Referring expression data:

-- Opening Marker --

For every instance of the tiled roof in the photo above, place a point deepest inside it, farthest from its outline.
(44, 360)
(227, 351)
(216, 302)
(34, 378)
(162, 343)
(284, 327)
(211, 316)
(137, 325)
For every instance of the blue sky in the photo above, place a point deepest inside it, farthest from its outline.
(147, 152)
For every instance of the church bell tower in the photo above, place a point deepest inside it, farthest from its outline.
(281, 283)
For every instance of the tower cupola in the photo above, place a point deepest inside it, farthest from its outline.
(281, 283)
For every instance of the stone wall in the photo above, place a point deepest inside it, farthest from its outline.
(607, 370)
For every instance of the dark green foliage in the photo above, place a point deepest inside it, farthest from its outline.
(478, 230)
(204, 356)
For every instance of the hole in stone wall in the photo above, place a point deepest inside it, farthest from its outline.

-- Closing Marker --
-- Opening Marker --

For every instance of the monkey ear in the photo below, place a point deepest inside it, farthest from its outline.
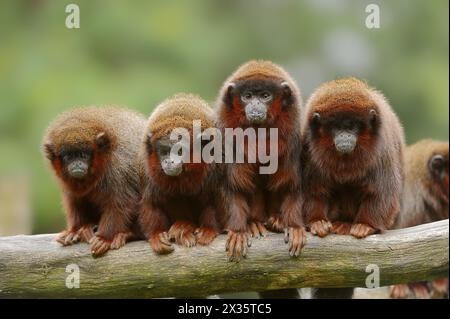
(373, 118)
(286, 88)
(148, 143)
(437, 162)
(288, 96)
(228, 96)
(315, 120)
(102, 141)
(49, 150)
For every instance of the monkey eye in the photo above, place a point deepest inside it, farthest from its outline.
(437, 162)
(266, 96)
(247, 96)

-- Closing Marker --

== Exercise directions ==
In the data above, start at the line that has "For every instance of the dark", stop after the line that has "For every instance of the hole", and print every line in between exactly as it stands.

== Response ==
For every instance of the dark green foliage in the photo above, place a point deepest inside it, farthest from its outline.
(478, 230)
(204, 356)
For every instance of the hole in stone wall in the photo above, place a point deepest inside it, farthest from its outline.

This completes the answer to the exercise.